Task statement: Search the data for the string "marking" and copy each line where it turns up.

Raw data:
§

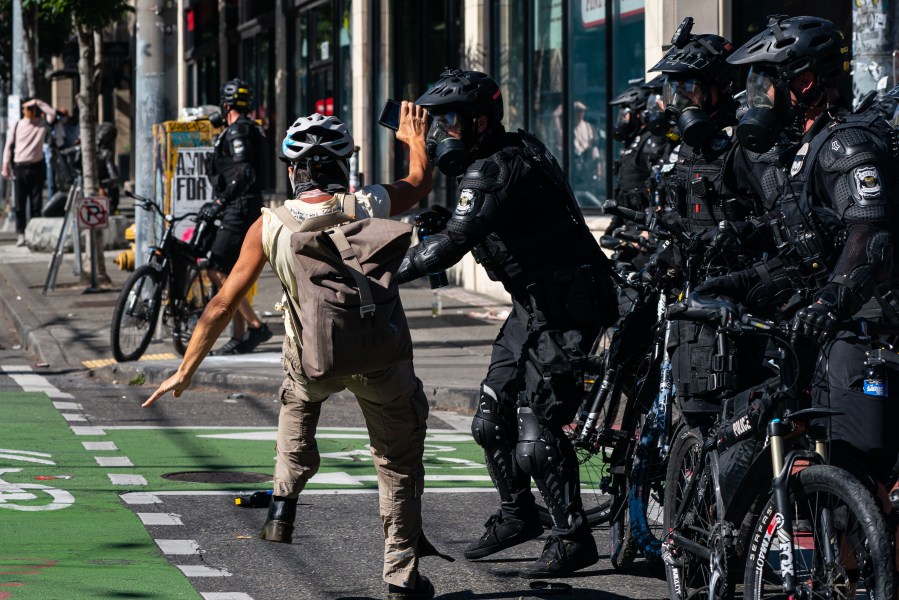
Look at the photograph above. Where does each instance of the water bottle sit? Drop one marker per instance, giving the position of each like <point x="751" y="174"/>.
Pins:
<point x="255" y="500"/>
<point x="875" y="383"/>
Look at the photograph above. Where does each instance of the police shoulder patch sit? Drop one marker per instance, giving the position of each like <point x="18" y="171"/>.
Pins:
<point x="798" y="160"/>
<point x="867" y="181"/>
<point x="466" y="201"/>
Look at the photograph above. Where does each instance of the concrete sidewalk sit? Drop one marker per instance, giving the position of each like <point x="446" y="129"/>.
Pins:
<point x="68" y="330"/>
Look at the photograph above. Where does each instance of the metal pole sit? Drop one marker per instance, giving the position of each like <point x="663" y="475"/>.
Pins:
<point x="150" y="95"/>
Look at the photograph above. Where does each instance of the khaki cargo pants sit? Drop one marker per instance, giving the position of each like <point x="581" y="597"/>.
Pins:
<point x="395" y="410"/>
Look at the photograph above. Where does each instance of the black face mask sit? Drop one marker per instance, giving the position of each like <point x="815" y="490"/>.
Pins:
<point x="450" y="155"/>
<point x="695" y="126"/>
<point x="626" y="129"/>
<point x="758" y="129"/>
<point x="658" y="122"/>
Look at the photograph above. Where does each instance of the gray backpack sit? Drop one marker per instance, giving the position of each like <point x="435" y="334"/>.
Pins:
<point x="349" y="316"/>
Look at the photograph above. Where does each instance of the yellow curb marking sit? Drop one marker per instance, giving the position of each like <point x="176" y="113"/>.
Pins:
<point x="105" y="362"/>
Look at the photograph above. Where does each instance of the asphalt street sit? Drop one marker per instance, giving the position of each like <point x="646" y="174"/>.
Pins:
<point x="336" y="553"/>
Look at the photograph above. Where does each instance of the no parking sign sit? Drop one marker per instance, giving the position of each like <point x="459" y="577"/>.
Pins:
<point x="93" y="213"/>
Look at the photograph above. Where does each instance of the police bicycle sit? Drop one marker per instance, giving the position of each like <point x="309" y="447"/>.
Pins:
<point x="750" y="498"/>
<point x="173" y="282"/>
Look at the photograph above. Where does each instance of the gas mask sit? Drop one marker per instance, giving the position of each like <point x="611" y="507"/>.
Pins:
<point x="684" y="104"/>
<point x="445" y="146"/>
<point x="657" y="121"/>
<point x="769" y="112"/>
<point x="626" y="124"/>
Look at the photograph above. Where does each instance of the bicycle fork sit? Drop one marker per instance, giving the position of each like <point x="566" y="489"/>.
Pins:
<point x="783" y="518"/>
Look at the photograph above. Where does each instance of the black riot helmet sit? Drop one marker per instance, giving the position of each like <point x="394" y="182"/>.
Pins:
<point x="692" y="65"/>
<point x="656" y="120"/>
<point x="238" y="95"/>
<point x="787" y="49"/>
<point x="631" y="105"/>
<point x="455" y="102"/>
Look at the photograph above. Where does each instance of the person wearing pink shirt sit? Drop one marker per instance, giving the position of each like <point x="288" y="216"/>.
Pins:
<point x="23" y="157"/>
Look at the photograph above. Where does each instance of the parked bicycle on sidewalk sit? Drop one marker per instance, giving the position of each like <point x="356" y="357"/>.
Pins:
<point x="173" y="281"/>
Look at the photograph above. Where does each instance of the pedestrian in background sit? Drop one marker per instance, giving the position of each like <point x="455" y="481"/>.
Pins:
<point x="236" y="164"/>
<point x="23" y="158"/>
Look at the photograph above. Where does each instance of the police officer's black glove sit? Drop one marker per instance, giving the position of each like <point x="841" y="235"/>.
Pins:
<point x="728" y="236"/>
<point x="210" y="211"/>
<point x="432" y="220"/>
<point x="817" y="321"/>
<point x="734" y="285"/>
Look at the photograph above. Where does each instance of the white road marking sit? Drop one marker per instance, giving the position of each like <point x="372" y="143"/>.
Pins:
<point x="120" y="479"/>
<point x="308" y="492"/>
<point x="30" y="381"/>
<point x="140" y="498"/>
<point x="160" y="518"/>
<point x="66" y="405"/>
<point x="454" y="420"/>
<point x="19" y="457"/>
<point x="198" y="571"/>
<point x="113" y="461"/>
<point x="178" y="546"/>
<point x="99" y="446"/>
<point x="79" y="430"/>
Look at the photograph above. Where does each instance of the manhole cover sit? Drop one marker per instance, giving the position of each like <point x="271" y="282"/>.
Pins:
<point x="218" y="477"/>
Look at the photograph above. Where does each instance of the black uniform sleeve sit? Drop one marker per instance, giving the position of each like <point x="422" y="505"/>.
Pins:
<point x="481" y="191"/>
<point x="244" y="147"/>
<point x="856" y="176"/>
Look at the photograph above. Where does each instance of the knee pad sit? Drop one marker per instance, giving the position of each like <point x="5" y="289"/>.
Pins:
<point x="536" y="450"/>
<point x="489" y="427"/>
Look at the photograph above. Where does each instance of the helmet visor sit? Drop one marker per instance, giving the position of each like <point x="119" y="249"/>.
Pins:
<point x="760" y="89"/>
<point x="624" y="118"/>
<point x="655" y="102"/>
<point x="683" y="94"/>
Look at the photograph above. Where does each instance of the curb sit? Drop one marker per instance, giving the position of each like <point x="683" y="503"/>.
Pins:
<point x="45" y="347"/>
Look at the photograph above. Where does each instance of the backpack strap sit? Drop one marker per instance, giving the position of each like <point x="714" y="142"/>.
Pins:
<point x="320" y="222"/>
<point x="366" y="302"/>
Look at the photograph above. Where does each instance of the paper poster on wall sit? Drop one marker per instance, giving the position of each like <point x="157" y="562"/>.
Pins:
<point x="191" y="188"/>
<point x="593" y="12"/>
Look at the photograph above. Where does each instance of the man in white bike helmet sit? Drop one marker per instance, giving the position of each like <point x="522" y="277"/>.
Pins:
<point x="317" y="149"/>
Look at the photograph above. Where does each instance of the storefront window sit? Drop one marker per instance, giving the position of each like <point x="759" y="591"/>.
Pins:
<point x="509" y="18"/>
<point x="588" y="96"/>
<point x="425" y="38"/>
<point x="547" y="75"/>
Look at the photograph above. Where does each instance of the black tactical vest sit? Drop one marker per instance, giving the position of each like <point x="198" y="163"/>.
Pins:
<point x="698" y="189"/>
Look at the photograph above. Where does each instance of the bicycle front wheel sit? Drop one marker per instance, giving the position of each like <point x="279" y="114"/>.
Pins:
<point x="136" y="312"/>
<point x="840" y="548"/>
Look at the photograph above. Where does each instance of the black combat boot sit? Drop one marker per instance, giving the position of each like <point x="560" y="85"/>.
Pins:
<point x="279" y="523"/>
<point x="562" y="557"/>
<point x="501" y="533"/>
<point x="423" y="590"/>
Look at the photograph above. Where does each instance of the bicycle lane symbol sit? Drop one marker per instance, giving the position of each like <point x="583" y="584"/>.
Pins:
<point x="31" y="497"/>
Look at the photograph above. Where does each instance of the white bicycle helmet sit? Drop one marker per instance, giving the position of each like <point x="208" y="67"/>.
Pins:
<point x="317" y="138"/>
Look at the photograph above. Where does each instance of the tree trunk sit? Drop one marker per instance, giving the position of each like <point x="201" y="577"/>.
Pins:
<point x="29" y="47"/>
<point x="87" y="105"/>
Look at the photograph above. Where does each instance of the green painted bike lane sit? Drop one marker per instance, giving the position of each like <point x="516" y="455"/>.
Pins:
<point x="68" y="538"/>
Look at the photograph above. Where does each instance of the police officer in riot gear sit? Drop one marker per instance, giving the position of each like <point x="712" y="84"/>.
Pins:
<point x="834" y="226"/>
<point x="517" y="215"/>
<point x="233" y="173"/>
<point x="643" y="150"/>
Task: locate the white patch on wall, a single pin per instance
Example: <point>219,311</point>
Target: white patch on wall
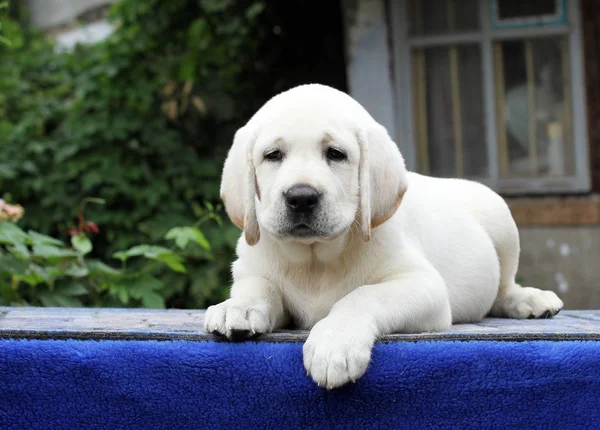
<point>565,250</point>
<point>561,282</point>
<point>87,34</point>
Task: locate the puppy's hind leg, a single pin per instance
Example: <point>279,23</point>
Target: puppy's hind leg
<point>514,301</point>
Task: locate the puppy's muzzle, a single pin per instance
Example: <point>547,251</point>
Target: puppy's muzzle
<point>302,200</point>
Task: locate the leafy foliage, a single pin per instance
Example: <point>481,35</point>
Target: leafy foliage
<point>36,269</point>
<point>142,120</point>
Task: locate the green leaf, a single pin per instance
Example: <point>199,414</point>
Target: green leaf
<point>148,251</point>
<point>183,235</point>
<point>51,299</point>
<point>153,300</point>
<point>173,261</point>
<point>52,253</point>
<point>124,295</point>
<point>34,275</point>
<point>81,243</point>
<point>98,268</point>
<point>77,271</point>
<point>72,289</point>
<point>10,234</point>
<point>43,239</point>
<point>11,265</point>
<point>19,250</point>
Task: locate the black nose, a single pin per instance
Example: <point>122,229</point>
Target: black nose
<point>302,198</point>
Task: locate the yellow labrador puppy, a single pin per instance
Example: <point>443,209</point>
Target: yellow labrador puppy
<point>339,238</point>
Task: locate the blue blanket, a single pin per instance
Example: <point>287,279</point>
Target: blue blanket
<point>139,384</point>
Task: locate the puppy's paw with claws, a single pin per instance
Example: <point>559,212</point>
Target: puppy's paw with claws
<point>239,319</point>
<point>337,353</point>
<point>527,302</point>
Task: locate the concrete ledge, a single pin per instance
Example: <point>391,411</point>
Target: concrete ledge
<point>145,369</point>
<point>145,324</point>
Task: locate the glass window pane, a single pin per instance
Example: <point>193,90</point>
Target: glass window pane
<point>532,84</point>
<point>511,9</point>
<point>431,17</point>
<point>448,111</point>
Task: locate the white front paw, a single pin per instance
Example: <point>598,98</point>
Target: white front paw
<point>337,352</point>
<point>239,318</point>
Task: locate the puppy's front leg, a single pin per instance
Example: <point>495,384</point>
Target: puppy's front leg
<point>255,307</point>
<point>338,349</point>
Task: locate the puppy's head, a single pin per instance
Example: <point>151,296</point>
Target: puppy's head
<point>309,164</point>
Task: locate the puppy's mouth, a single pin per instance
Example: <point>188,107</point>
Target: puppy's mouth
<point>303,230</point>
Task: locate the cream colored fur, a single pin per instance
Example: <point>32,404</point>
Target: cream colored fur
<point>396,251</point>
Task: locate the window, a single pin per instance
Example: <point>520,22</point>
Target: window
<point>492,90</point>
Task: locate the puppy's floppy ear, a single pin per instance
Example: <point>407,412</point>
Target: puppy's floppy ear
<point>238,185</point>
<point>382,177</point>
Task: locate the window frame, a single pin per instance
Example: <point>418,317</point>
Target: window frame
<point>403,43</point>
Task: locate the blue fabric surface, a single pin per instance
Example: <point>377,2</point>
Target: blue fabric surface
<point>51,384</point>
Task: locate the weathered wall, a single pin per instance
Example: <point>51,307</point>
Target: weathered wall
<point>47,14</point>
<point>565,260</point>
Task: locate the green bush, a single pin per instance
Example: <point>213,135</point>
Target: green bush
<point>142,120</point>
<point>36,269</point>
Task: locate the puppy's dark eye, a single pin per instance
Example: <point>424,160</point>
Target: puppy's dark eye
<point>335,155</point>
<point>275,155</point>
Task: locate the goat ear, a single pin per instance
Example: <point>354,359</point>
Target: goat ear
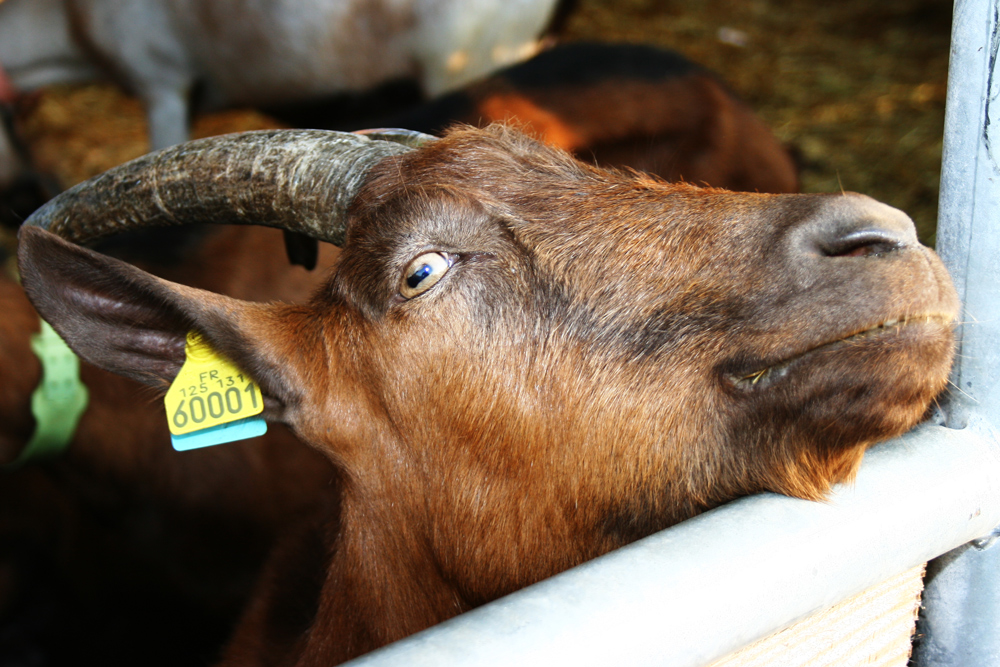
<point>127,321</point>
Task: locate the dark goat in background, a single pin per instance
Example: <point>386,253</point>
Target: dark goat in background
<point>120,543</point>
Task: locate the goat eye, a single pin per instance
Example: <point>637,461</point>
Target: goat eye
<point>423,273</point>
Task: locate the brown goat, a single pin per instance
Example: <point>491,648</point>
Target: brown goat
<point>520,363</point>
<point>157,546</point>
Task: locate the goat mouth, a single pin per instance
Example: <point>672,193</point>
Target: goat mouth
<point>773,373</point>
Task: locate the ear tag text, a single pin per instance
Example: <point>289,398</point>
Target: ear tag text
<point>211,401</point>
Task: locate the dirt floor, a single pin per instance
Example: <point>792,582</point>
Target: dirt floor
<point>856,87</point>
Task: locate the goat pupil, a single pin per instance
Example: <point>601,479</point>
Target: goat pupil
<point>418,276</point>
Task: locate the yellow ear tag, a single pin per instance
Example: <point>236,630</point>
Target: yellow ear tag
<point>209,391</point>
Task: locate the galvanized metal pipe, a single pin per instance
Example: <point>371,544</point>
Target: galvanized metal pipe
<point>710,585</point>
<point>960,620</point>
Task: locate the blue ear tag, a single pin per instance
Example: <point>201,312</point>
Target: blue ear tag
<point>242,429</point>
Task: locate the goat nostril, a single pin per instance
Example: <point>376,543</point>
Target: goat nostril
<point>863,243</point>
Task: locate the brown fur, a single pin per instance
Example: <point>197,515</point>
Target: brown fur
<point>590,370</point>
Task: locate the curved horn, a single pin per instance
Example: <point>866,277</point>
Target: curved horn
<point>297,180</point>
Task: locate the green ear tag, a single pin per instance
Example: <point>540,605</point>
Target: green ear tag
<point>59,399</point>
<point>208,395</point>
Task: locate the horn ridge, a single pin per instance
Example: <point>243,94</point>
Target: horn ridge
<point>297,180</point>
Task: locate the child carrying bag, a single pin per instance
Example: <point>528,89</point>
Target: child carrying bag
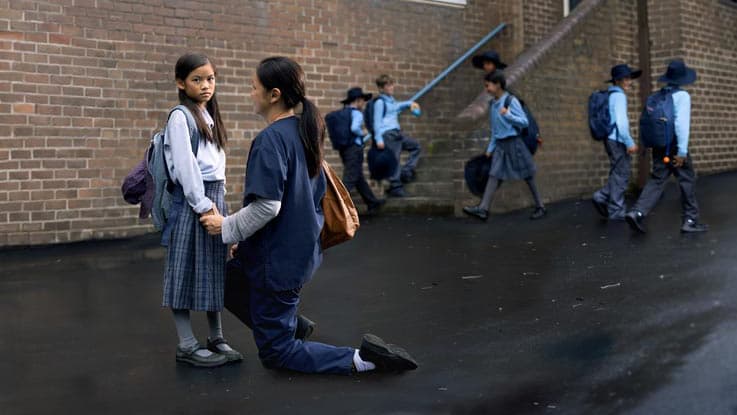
<point>341,216</point>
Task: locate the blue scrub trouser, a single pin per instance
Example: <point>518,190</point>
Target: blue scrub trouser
<point>619,174</point>
<point>272,316</point>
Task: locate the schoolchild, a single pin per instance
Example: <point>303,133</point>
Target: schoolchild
<point>488,61</point>
<point>388,134</point>
<point>352,154</point>
<point>678,163</point>
<point>619,146</point>
<point>195,261</point>
<point>278,230</point>
<point>509,157</point>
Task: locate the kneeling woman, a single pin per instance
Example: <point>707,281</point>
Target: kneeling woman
<point>510,158</point>
<point>279,230</point>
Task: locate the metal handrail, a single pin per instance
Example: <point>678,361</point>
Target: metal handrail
<point>458,62</point>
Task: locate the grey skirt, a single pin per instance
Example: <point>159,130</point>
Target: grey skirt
<point>512,160</point>
<point>194,278</point>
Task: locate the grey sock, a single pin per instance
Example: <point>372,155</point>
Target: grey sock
<point>187,341</point>
<point>489,191</point>
<point>533,189</point>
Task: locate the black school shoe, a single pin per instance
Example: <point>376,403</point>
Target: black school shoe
<point>601,208</point>
<point>635,219</point>
<point>305,327</point>
<point>538,213</point>
<point>691,226</point>
<point>476,212</point>
<point>191,357</point>
<point>386,357</point>
<point>231,355</point>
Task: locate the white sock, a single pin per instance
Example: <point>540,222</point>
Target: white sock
<point>360,364</point>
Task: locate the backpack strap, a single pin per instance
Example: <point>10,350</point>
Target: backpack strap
<point>194,132</point>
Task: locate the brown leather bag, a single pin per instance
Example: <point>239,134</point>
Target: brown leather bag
<point>341,216</point>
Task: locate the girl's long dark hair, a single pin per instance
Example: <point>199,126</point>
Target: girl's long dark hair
<point>185,65</point>
<point>286,75</point>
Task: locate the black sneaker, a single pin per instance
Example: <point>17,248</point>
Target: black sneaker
<point>691,226</point>
<point>635,218</point>
<point>397,191</point>
<point>476,211</point>
<point>305,327</point>
<point>386,357</point>
<point>191,357</point>
<point>538,213</point>
<point>601,208</point>
<point>232,355</point>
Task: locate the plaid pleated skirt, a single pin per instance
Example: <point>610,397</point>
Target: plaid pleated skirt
<point>512,160</point>
<point>194,278</point>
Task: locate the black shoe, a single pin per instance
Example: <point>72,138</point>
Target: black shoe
<point>476,211</point>
<point>305,327</point>
<point>375,206</point>
<point>191,357</point>
<point>397,191</point>
<point>601,208</point>
<point>690,226</point>
<point>538,213</point>
<point>232,355</point>
<point>634,218</point>
<point>386,357</point>
<point>408,176</point>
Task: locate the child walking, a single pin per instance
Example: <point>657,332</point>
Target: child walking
<point>678,163</point>
<point>387,132</point>
<point>195,261</point>
<point>510,158</point>
<point>619,146</point>
<point>278,231</point>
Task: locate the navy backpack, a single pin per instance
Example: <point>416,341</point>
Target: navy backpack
<point>600,121</point>
<point>368,114</point>
<point>657,128</point>
<point>531,133</point>
<point>339,127</point>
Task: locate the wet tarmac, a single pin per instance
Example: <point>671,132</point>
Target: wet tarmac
<point>567,315</point>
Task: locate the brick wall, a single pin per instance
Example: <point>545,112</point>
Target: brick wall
<point>84,83</point>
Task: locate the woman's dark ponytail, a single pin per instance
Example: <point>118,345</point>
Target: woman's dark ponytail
<point>286,75</point>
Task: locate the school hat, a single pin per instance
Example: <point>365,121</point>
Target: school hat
<point>624,71</point>
<point>491,56</point>
<point>355,93</point>
<point>678,74</point>
<point>382,163</point>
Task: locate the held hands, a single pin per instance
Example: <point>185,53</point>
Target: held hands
<point>212,220</point>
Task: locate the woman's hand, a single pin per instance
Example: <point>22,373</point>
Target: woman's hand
<point>212,220</point>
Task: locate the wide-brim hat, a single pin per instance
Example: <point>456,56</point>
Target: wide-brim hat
<point>355,93</point>
<point>382,163</point>
<point>624,71</point>
<point>491,56</point>
<point>678,74</point>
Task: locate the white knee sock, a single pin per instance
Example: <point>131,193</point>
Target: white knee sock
<point>360,364</point>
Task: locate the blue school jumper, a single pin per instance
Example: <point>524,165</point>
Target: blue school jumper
<point>283,255</point>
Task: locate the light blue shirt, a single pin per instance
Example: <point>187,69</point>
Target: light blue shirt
<point>681,118</point>
<point>618,113</point>
<point>503,126</point>
<point>356,124</point>
<point>390,120</point>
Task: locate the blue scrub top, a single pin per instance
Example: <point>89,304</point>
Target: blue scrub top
<point>284,254</point>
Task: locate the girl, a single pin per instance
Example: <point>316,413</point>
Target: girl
<point>279,230</point>
<point>510,158</point>
<point>195,266</point>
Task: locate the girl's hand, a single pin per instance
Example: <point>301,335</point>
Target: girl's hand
<point>212,222</point>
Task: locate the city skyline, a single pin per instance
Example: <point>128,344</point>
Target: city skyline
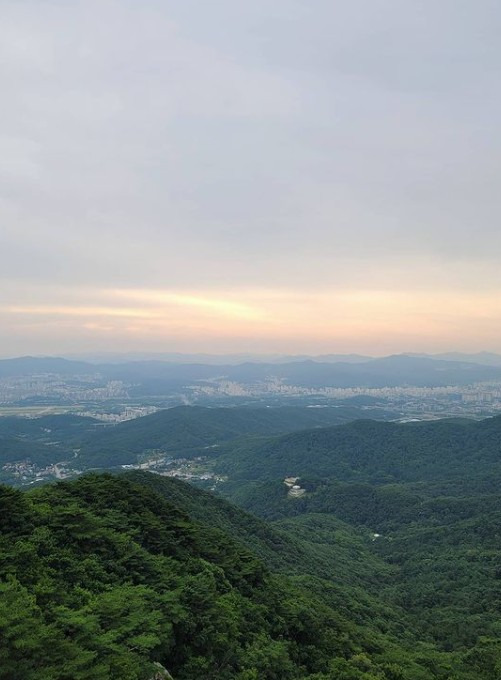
<point>301,178</point>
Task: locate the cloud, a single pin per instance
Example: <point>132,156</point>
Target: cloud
<point>209,149</point>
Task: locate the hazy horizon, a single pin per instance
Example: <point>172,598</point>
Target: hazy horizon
<point>294,178</point>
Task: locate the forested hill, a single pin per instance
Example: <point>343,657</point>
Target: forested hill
<point>376,452</point>
<point>185,430</point>
<point>108,577</point>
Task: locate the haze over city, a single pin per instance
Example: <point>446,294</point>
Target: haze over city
<point>249,177</point>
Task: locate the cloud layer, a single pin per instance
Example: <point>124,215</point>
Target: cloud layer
<point>304,151</point>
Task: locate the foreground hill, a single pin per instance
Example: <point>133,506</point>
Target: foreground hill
<point>105,577</point>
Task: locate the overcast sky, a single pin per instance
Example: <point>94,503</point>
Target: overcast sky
<point>250,176</point>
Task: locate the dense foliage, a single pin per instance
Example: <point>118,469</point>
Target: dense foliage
<point>387,568</point>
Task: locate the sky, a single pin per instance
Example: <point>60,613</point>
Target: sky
<point>296,176</point>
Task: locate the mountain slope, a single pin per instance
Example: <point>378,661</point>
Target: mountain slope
<point>377,452</point>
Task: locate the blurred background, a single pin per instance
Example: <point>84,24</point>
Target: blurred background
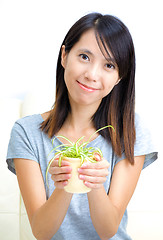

§

Solution below:
Look at the photograph above. Where does each instance of the yellow curb marking sit? Drop one marker per instance, giving the position of each like <point x="176" y="113"/>.
Look at the photograph above. Where does each instance of the white road marking sit? Drop one marker per instance, giving the position of each like <point x="372" y="143"/>.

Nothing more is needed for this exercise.